#### MATERIAL PROVIDED ####

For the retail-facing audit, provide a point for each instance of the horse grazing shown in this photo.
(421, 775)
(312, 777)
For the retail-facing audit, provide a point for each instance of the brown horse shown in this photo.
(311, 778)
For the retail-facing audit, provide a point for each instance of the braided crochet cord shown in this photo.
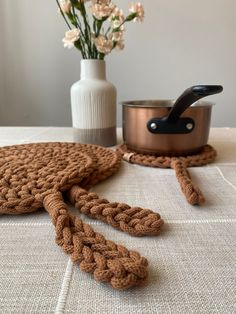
(192, 193)
(35, 175)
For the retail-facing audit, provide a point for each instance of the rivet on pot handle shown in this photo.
(173, 123)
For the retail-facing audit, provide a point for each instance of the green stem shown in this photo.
(63, 15)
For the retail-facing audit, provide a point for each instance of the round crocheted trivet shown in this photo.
(192, 193)
(35, 175)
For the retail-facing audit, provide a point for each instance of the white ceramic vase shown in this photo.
(93, 104)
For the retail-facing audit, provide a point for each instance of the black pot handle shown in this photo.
(190, 96)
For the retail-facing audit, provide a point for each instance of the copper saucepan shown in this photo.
(167, 127)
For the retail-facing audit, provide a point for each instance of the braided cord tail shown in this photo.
(107, 261)
(133, 220)
(192, 193)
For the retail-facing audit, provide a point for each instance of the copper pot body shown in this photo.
(137, 137)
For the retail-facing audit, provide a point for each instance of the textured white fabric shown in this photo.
(191, 263)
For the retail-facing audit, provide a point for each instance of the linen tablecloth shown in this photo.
(191, 263)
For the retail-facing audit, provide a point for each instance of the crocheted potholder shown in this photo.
(39, 175)
(180, 164)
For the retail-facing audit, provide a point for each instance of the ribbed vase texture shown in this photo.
(93, 104)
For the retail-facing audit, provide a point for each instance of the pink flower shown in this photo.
(103, 44)
(139, 10)
(70, 37)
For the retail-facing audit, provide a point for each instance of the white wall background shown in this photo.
(180, 43)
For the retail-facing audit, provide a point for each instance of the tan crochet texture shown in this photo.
(192, 193)
(35, 175)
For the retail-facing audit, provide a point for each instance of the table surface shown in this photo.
(191, 263)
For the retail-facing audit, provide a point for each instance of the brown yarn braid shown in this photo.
(192, 193)
(107, 261)
(35, 175)
(133, 220)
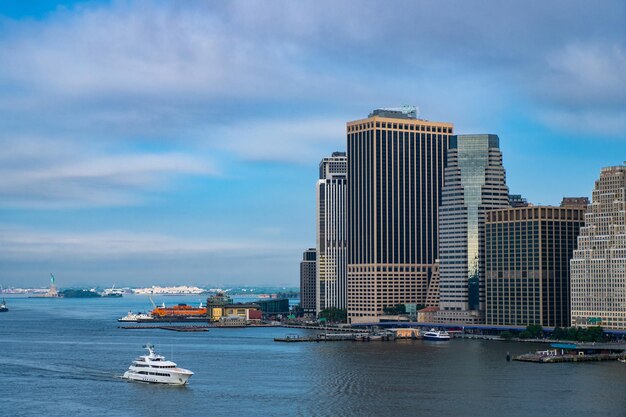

####

**YOUR TASK**
Your job is to transcribe the entries above exactly; skip the pictures.

**TASK RESPONSE**
For the retail-facing audit, provide a point for each instance of the horse grazing shown in this photo.
(421, 775)
(312, 777)
For the retail-facing audit, provide a point for each instance of the brown horse shown in this photo.
(311, 778)
For the retail-facing audit, provide a point for each instance of the braided crochet cord shown in this photo.
(192, 193)
(35, 175)
For the retail-facing audit, provide a point for each instance of the rivet on pot handle shown in this photo.
(173, 123)
For the retail-facing audit, provide a point for each instance of the green stem shown in this photo.
(63, 15)
For the retail-facing audit, provide a point for each instance of the round crocheted trivet shown in this photo.
(192, 193)
(35, 175)
For the retail-facing audit, provide a point for each instance of the white ceramic vase shown in this photo.
(93, 104)
For the retail-facing audit, provide a point for each instance of the black pot handle shown in this photo.
(190, 96)
For the retail-facing audit, provide a point for each instance of the copper saucepan shown in this photo.
(167, 127)
For the retail-facing audit, provide a point for each instance of the braided cord tail shown in this photo.
(107, 261)
(133, 220)
(192, 193)
For the retail-facing audit, provide a point for each instance of the copper pot body shown in this photo.
(137, 137)
For the retail-facing audit, provide a point for each instance of the textured white fabric shown in this photo.
(191, 263)
For the retail-facing audit, provide a point for each instance of the linen tablecloth shown in this photo.
(191, 263)
For the retail-facing audit, provide a point for each instance of the crocheted potholder shown in this photo.
(39, 175)
(180, 164)
For the retail-facing audit, provide a point for each instance of the ribbed vase texture shown in this photo.
(93, 104)
For the retail-facing audit, provide a point for each instance of the pink flower shown in this photo.
(103, 44)
(139, 10)
(70, 37)
For the retail-facing audit, provide a point for each instance of the white wall background shown in this photo.
(180, 43)
For the retail-facing audit, provide a point for each instance of the tan crochet texture shown in this photo.
(192, 193)
(35, 175)
For the retail-facing audit, provide a point for each instance of the table surface shown in this photo.
(191, 263)
For the retail-facing audit, provide a point for each instance of the brown yarn braid shown in this photo.
(192, 193)
(107, 261)
(35, 175)
(133, 220)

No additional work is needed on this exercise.